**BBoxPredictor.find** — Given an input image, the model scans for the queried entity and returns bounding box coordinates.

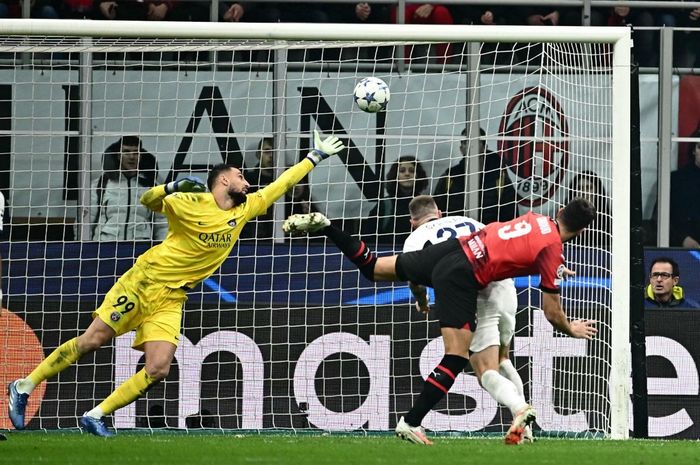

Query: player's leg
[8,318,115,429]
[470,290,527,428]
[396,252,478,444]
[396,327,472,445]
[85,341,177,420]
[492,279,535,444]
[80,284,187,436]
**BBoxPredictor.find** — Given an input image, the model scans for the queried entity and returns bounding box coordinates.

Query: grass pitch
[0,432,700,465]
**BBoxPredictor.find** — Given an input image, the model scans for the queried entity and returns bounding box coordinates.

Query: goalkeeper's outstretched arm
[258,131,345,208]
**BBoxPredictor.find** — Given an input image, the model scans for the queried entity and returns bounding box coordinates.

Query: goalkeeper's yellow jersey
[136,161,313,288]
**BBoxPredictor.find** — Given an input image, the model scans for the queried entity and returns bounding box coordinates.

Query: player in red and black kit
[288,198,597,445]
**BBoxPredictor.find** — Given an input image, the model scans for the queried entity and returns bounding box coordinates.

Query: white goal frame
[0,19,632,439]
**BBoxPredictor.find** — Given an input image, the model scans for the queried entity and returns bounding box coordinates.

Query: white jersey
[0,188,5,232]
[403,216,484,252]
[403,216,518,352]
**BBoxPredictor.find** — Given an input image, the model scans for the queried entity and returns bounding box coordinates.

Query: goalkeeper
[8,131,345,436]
- - - - - - -
**Stated exercise:**
Edit the rows above so that every "jersey" becomes "shirt", and keep all other wording and coordinates as they are. Omit the pictures from your version.

**Expected output:**
**BBoxPredictor.find** — Given an input image, the model scans for the queried entity and returns bounding box coordinates.


Query: player's leg
[8,318,115,429]
[470,290,527,428]
[396,252,478,444]
[396,327,472,445]
[85,341,177,420]
[492,279,535,444]
[80,284,187,436]
**BBoxPredictor.find** — Given an input image, the model scans for the queried entity and returns bounding box coordinates.

Query: grass pitch
[0,432,700,465]
**BBoxPredictor.find** — Given an input image, the model scans for the queried entity and returns bounding box coordinates.

Query: goalkeeper's outstretched arm
[258,131,345,208]
**BBoxPredictor.find** — Given an input image, the model scans for the queried entity and returns bounding box coordinates.

Query: goalkeeper's yellow shirt
[136,161,313,288]
**BBoxPredictor.find** — Given an input image, the model scans for the queried entity and returns bounding box coordinates.

Query: player in red and black kit
[288,198,597,445]
**BBoxPredictor.find** — Given an input image, the model scans for the queried entity and returns bounding box coordinates.

Query: white goal frame
[0,19,632,439]
**BBoxPredictor.find** — Given an input image, the model scans for the queried entity and returns bounding box coordinates.

Query: white shirt
[0,188,5,232]
[403,216,484,252]
[403,216,518,352]
**BBoxPredictor.find** — Given an input image, the model scans for the queried entity and returns bounding box coordinates.

Query: goalkeeper
[8,131,345,436]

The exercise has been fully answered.